DATA EXTRACT =
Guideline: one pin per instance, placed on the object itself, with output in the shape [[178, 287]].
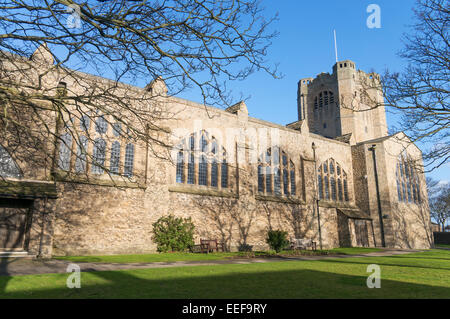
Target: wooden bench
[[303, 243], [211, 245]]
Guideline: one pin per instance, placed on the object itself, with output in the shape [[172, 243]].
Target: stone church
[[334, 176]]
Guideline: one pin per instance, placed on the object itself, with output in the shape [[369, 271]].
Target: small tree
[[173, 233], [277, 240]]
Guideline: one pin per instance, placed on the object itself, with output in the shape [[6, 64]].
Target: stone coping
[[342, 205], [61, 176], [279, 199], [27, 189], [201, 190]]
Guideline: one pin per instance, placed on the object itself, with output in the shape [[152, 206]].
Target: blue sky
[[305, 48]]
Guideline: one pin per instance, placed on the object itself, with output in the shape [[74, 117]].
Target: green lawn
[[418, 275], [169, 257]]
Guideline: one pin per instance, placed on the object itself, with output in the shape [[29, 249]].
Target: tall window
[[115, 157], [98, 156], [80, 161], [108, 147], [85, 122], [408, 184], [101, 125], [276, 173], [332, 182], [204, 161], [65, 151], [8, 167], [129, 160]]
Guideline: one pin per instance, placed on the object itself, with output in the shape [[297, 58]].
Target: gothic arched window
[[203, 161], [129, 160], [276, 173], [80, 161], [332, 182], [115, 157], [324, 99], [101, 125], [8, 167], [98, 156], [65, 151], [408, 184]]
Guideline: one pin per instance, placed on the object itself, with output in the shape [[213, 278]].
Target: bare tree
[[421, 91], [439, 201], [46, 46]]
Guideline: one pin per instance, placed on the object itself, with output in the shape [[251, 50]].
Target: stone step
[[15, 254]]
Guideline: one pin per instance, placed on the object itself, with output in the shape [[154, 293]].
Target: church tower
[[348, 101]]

GOAL = Return every line of the records above word for word, leaving out the picture.

RESPONSE FOR THIS EXERCISE =
Guideline: one pin per instance, placed on the object itself, with output in the shape [[178, 287]].
Target: wooden bench
[[303, 243], [211, 245]]
Guideline: one pin per instance, placed on the object itself, with output in the shape [[172, 243]].
Target: stone church
[[334, 176]]
Guideline: one pin per instance, placed on the object itself, with output in the shape [[369, 271]].
Target: small tree
[[173, 233], [277, 240]]
Guideline: one pin per instance, placed on the object itself, with output in the shape [[6, 64]].
Target: stone coping
[[342, 205], [61, 176], [279, 199], [27, 189], [201, 190]]
Guideline: one pin per instance, placed on the object itself, with output in the shape [[152, 206]].
Target: blue sky
[[305, 48]]
Guideline: one pin per instance, placed on the object itself, with output in the shape [[74, 117]].
Target: green lawn
[[418, 275], [169, 257]]
Guideline: one pin per instance, placed on the object itself, with output in the shape [[29, 249]].
Target: tall window
[[115, 157], [98, 156], [80, 161], [108, 147], [85, 122], [408, 184], [101, 125], [276, 173], [332, 182], [204, 161], [65, 151], [8, 167], [129, 160]]
Guideline: one pin per instance, placed on the object itself, with output in the shape [[297, 58]].
Target: gothic arched window
[[203, 161], [129, 160], [276, 173], [80, 161], [332, 182], [115, 157], [324, 99], [101, 125], [8, 167], [98, 156], [65, 151], [408, 184]]
Guideline: one pin per instance, placed on the object itself, with output in the shape [[213, 278]].
Target: bare tree
[[421, 91], [439, 201], [46, 46]]
Guideline: one pin per instance, placed on the object itself, with output in the shape [[251, 50]].
Target: stone step
[[15, 254]]
Guideline: one pin per instance, placed on the object itself, with output in the shape [[154, 293]].
Target: church tower
[[348, 101]]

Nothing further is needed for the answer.